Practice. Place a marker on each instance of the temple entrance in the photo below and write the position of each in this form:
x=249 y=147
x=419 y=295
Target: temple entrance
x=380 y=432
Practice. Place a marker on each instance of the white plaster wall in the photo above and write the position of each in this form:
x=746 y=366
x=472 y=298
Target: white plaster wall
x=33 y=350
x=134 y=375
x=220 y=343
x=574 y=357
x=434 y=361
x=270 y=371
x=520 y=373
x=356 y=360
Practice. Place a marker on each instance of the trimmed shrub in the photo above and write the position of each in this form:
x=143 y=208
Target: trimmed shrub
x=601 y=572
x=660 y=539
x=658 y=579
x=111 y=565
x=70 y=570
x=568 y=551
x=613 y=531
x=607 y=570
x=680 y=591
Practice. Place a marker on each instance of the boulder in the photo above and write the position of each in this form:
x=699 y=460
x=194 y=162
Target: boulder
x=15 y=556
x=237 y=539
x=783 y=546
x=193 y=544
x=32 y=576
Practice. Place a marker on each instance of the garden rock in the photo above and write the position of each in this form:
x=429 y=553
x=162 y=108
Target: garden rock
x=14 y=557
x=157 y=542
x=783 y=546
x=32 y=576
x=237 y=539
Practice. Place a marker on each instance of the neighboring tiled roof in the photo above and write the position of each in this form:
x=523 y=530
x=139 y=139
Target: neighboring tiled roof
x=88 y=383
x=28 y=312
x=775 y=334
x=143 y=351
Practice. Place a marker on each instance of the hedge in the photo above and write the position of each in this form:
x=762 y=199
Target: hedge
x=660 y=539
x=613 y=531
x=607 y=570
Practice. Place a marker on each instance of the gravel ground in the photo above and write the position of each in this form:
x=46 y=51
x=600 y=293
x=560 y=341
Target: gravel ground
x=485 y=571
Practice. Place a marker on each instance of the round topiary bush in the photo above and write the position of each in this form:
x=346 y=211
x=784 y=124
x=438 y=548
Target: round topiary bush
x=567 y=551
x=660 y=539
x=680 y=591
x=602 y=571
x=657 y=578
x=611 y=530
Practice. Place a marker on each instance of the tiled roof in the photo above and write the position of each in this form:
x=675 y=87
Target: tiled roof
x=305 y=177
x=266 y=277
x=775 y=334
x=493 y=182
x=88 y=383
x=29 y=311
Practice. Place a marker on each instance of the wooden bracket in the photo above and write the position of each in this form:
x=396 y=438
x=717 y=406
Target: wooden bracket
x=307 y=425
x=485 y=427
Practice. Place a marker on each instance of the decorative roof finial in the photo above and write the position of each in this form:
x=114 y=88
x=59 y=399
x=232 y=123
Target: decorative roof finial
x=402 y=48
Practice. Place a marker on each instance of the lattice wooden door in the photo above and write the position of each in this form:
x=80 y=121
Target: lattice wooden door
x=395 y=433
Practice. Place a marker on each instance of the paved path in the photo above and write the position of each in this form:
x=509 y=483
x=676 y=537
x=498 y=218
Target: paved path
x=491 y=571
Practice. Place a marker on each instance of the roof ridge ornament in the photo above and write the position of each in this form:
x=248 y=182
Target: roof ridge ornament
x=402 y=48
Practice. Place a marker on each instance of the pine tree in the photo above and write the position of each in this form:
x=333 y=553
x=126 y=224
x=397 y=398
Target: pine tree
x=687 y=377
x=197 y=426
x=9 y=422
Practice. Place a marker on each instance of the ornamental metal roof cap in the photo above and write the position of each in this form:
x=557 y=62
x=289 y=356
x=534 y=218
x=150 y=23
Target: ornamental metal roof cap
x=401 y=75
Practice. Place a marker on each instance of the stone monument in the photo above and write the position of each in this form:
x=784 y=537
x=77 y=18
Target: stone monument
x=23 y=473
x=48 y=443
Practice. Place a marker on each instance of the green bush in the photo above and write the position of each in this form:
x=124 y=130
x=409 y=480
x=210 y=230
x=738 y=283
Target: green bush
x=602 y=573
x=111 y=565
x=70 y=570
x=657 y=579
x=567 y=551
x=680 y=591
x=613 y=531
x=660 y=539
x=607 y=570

|---|

# [What the exercise asks]
Return the lines above exactly as they appear, from the line that contains "Practice. Place a marker on each instance of the trimmed" through the line that contains "x=485 y=571", including both of those lines.

# [Reply to the exercise]
Practice. Place a marker on each instance of the trimmed shrub in the photo above and write the position of each in this form:
x=143 y=208
Target: trimmed shrub
x=601 y=572
x=660 y=539
x=658 y=579
x=111 y=565
x=70 y=570
x=568 y=551
x=613 y=531
x=607 y=570
x=680 y=591
Practice. Place a marker on each instance of the boulder in the photo above and write the position of each in this form:
x=699 y=460
x=194 y=162
Target: boulder
x=15 y=556
x=237 y=539
x=783 y=546
x=193 y=544
x=32 y=576
Practice. Place a marker on each instance of the garden rock in the photo above and write the position of each in this form:
x=429 y=553
x=162 y=108
Target: garden rock
x=14 y=557
x=157 y=542
x=783 y=546
x=32 y=576
x=237 y=539
Practice. Place a marker on each instance of the neighboring tiled roof in the photo above and write the position of each in this form:
x=523 y=530
x=139 y=139
Target: neighboring tiled roof
x=88 y=383
x=28 y=312
x=775 y=334
x=143 y=351
Practice. Place a marker on each instance of the hedge in the photo above and write the position of each in this form:
x=762 y=199
Target: hedge
x=660 y=539
x=613 y=531
x=607 y=570
Practice. Place a marker on each instance of the gravel ground in the photo above and write the position of each in this form:
x=46 y=51
x=600 y=293
x=560 y=341
Target: gravel ground
x=485 y=571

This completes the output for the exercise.